→ Task: Please reproduce word for word the passage of the Bardin-Niskala Duo text that opens with the words containing "The Bardin-Niskala Duo is" and closes with "how they belong.".

→ Source text:
────────────────

The Bardin-Niskala Duo is a classical cello and piano duo comprised of cellist An-Lin Bardin and pianist Naomi Niskala. An-Lin and Naomi met while living and teaching in New Haven, CT, shortly after they finished their studies at the Yale School of Music. An-Lin is of Chinese-American heritage, and Naomi is of Japanese-American heritage. They have been playing together in their piano trio (Trio Kisosen) since 2016, and formed the Bardin-Niskala Duo in January 2021 in response to the sharp rise in anti-Asian violence and hate crimes across the United States. An-Lin and Naomi began approaching ALAANA composers to ask them to use their music to address their sense of identity – to celebrate their racial heritages, to tackle historical or current events in race conflict, or to start their journey towards discovering where and how they belong.
In the last year and a half the Bardin-Niskala Duo has commissioned the following composers: Taiwanese-American Yiheng Yvonne Wu, Navajo (Diné) Juantio Becenti, Chinese Samoan/Hawaiian Michael-Thomas Foumai, Uruguayan-American Miguel del Aguila, Taiwanese-American Chihchun Chi-Sun Lee, Afghani Seare Ahmad Farhat, and Haitian Jean "Rudy" Perrault, and Australian-Chinese Melissa Dunphy. In addition to performing these commissioned works, they also program works by Reena Esmail, William Grant Still, Gabriela Lena Frank, and Daniel Roumain.
Yiheng Yvonne Wu (b.1981, Taiwan) studied composition at the University of California, San Diego (Ph.D., M.A.) and Yale University (B.A.). She has received commissions from the La Jolla Symphony conducted by Steven Schick, Arraymusic, Palimpsest, Michael Mizrahi and the Wisconsin Music Teachers Association, Figmentum, Bonnie Whiting, Jessica Aszodi, Carla Rees, Rachel Beetz, and Dustin Donahue. Wu's music has been performed by MIVOS string quartet and Ensemble SurPlus and featured in the WasteLAnd concert series, the University of Tennessee Contemporary Music Festival, New Music on the Bayou, SoundSCAPE Festival, Aspen Music Festival, and Schloss Solitude Summer Academy. Dreams of a Young Piano, for solo piano with chamber ensemble, was awarded the 2018 Judith Lang Zaimont Prize by the International Alliance for Women in Music. Wu's string quartet, Utterance, released on Carrier Records, won the 5th Mivos/Kanter String Quartet Composition Prize. Wu's primary composition teachers have included Katharina Rosenberger, Kathryn Alexander, John Halle, Sophia Serghi, and Steven Takasugi. She teaches composition and music theory and leads the InterArts Ensemble at Beloit College in Wisconsin.
Dr. Wu has written a piece entitled “Three Adaptations” for the Bardin-Niskala Duo. This work “incorporates folk songs from China, Japan, and Taiwan, with the melodies going into and out of focus, as if obfuscated by time and distance. Eschewing a generic, pan-Asian flavor, the setting of the songs is meant to acknowledge the complex relationships that the performers and composer have with their respective Asian ancestries.”
Dr. Wu's piece was commissioned with funds generously donated by Mr. Sean Hayes, and a grant from Susquehanna University.

────────────────

→ Data extract:
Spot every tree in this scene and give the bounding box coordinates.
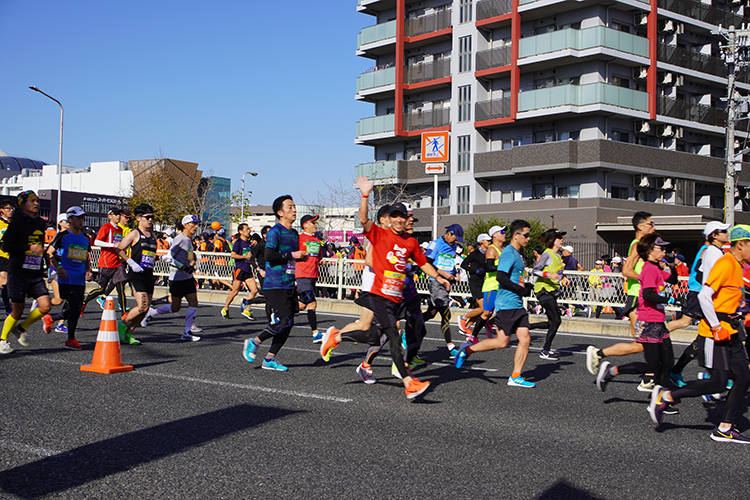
[464,217,548,262]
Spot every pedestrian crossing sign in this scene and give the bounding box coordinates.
[422,132,449,163]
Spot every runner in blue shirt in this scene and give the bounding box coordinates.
[423,224,464,359]
[42,206,91,351]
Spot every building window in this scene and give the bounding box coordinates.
[456,186,469,214]
[458,35,471,73]
[458,85,471,122]
[459,0,471,24]
[611,186,630,200]
[458,135,471,172]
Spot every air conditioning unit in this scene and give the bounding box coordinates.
[633,174,655,188]
[633,12,648,26]
[633,66,648,80]
[633,120,651,134]
[656,177,675,191]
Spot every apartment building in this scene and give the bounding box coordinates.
[355,0,750,254]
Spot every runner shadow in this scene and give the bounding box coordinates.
[0,405,298,498]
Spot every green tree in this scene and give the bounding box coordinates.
[464,216,549,259]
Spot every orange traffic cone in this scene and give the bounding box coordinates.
[81,297,133,373]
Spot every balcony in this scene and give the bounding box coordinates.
[404,9,451,37]
[357,20,396,50]
[354,160,398,181]
[356,115,396,140]
[518,83,648,113]
[404,59,451,85]
[657,0,745,27]
[518,26,648,59]
[403,109,451,132]
[357,66,396,94]
[476,0,513,21]
[474,97,510,122]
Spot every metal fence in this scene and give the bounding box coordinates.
[90,252,687,310]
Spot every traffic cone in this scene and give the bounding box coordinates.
[81,297,133,373]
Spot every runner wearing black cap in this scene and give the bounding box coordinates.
[423,224,464,358]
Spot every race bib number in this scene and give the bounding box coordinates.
[435,253,456,274]
[305,241,320,257]
[21,250,42,271]
[68,245,88,262]
[380,271,406,298]
[141,250,156,269]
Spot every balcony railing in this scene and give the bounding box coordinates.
[518,83,648,112]
[357,67,396,92]
[477,0,513,21]
[477,45,511,71]
[404,59,451,84]
[657,0,744,27]
[403,109,451,131]
[474,97,510,122]
[404,9,451,36]
[518,26,648,58]
[357,19,396,50]
[354,160,398,180]
[356,114,396,138]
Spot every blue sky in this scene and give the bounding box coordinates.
[0,0,375,204]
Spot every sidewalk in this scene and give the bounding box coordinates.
[87,283,698,343]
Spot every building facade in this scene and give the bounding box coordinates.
[355,0,750,264]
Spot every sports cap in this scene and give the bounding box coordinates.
[703,220,739,236]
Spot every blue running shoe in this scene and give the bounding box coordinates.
[261,358,288,372]
[669,373,687,387]
[508,375,536,387]
[453,342,471,368]
[247,339,259,363]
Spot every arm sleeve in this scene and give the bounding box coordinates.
[532,252,552,277]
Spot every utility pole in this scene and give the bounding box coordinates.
[711,24,750,226]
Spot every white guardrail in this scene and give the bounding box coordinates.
[90,247,687,310]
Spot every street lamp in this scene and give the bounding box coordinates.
[245,172,258,224]
[29,85,63,220]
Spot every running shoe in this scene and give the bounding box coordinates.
[711,427,750,444]
[508,375,536,388]
[453,342,471,368]
[247,339,260,363]
[0,340,16,354]
[320,326,339,363]
[539,349,560,361]
[404,378,430,399]
[638,380,655,392]
[669,373,687,387]
[596,361,612,392]
[357,363,377,384]
[65,339,83,351]
[261,358,289,372]
[240,311,255,321]
[13,323,31,347]
[648,385,668,424]
[42,314,55,333]
[586,345,602,375]
[458,316,471,335]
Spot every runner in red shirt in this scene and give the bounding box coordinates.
[320,177,450,399]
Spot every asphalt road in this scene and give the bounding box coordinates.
[0,300,750,500]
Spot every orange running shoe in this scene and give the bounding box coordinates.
[320,327,339,363]
[404,378,430,399]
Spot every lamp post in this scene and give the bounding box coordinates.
[29,85,63,220]
[245,172,258,224]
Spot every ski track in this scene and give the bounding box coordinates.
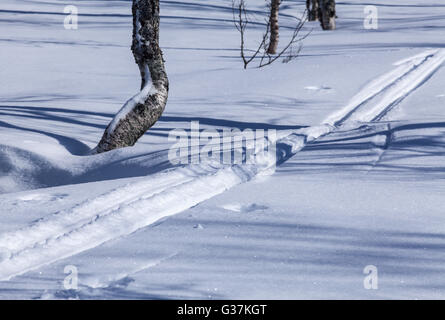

────────────────

→ Written response:
The Bardin-Niskala Duo is a classical cello and piano duo comprised of cellist An-Lin Bardin and pianist Naomi Niskala. An-Lin and Naomi met while living and teaching in New Haven, CT, shortly after they finished their studies at the Yale School of Music. An-Lin is of Chinese-American heritage, and Naomi is of Japanese-American heritage. They have been playing together in their piano trio (Trio Kisosen) since 2016, and formed the Bardin-Niskala Duo in January 2021 in response to the sharp rise in anti-Asian violence and hate crimes across the United States. An-Lin and Naomi began approaching ALAANA composers to ask them to use their music to address their sense of identity – to celebrate their racial heritages, to tackle historical or current events in race conflict, or to start their journey towards discovering where and how they belong.